# Exercise requirements
Please answer from the artist biography below: at which university did Wolfe von Lenkiewicz study Philosophy, and in what year did he graduate?

# Excerpt provided
Wolfe von Lenkiewicz was born in Dartmoor in 1966 and is a British artist of German and Polish descent. He studied Philosophy at York University, graduating in 1990, and is the son of the painter Robert Lenkiewicz and great grandson of Baron von Schlossberg, court painter to King Ludwig II of Bavaria, the Swan King. Lenkiewicz lives and works in London.

 

Known for his artistic reconfigurations of well-known iconic images selected from the history of art, from Leonardo Da Vinci’s Mona Lisa to Pablo Picasso’s Guernica, Wolfe von Lenkiewicz’s post-historical practice carefully examines the linearity of historical perspective embedded within our visual understanding of the past. Described alternatively as both ‘an unbound geneticist turned artist’ and ‘a contemporary iconoclast’, his art practice occupies a space outside our traditional conception of history to become a fulcrum between different ages and new form of visual language. A hybrid aesthetic that challenges notions of authorship, Lenkiewicz employs a high level of craftsmanship usually associated with the Old Masters combined with a twenty-first century view on the possibilities of image manipulation. Overturning the tendency to categorise or insert artworks into particular ‘-isms’ his art practice allows us to appreciate the organic development of art over the centuries in which various styles and perspectives overlap and intertwine through time.

# Extracted information
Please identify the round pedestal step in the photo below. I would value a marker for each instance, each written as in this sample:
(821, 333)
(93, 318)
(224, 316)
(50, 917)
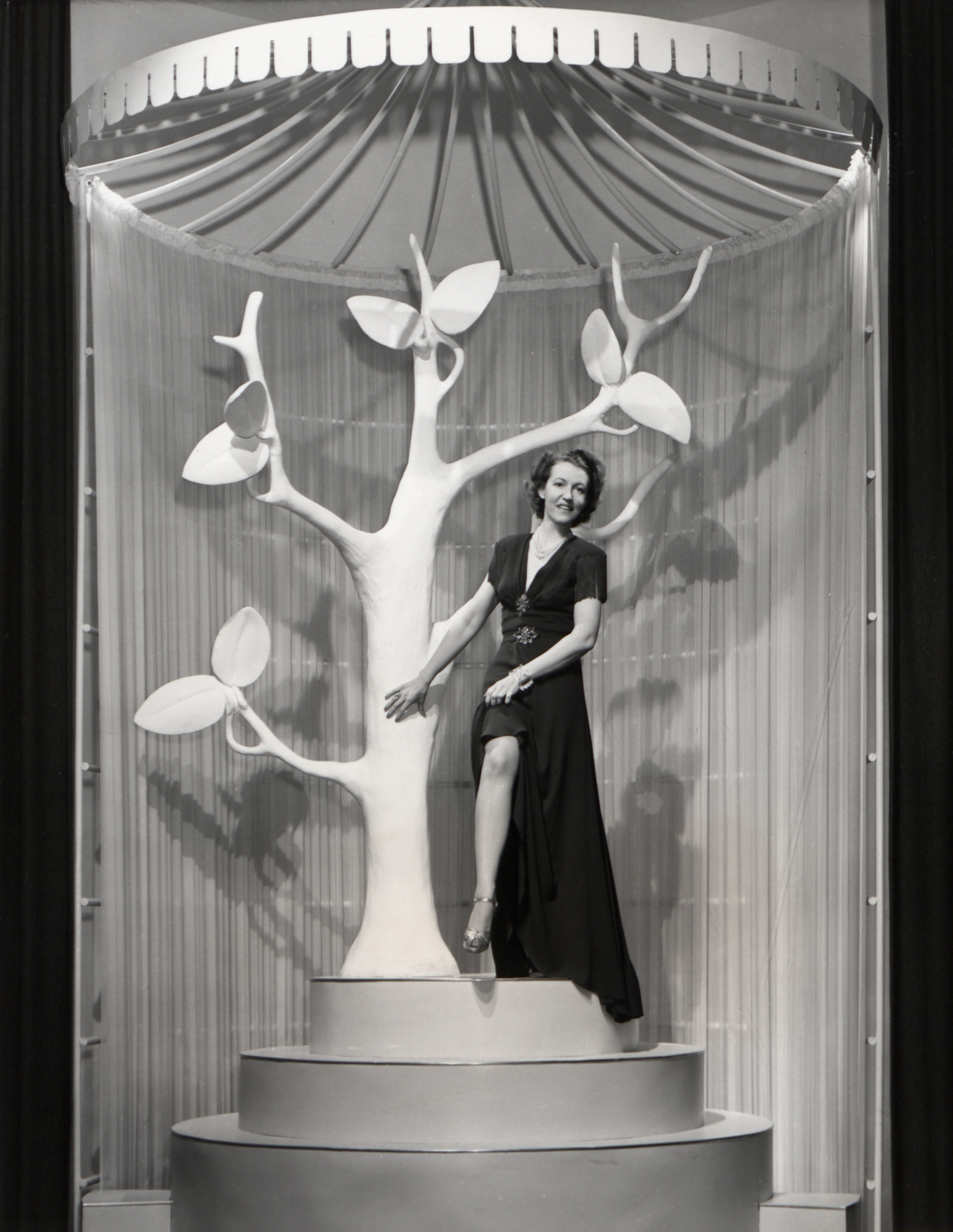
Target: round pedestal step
(710, 1180)
(461, 1018)
(359, 1103)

# Answer space
York University, graduating in 1990.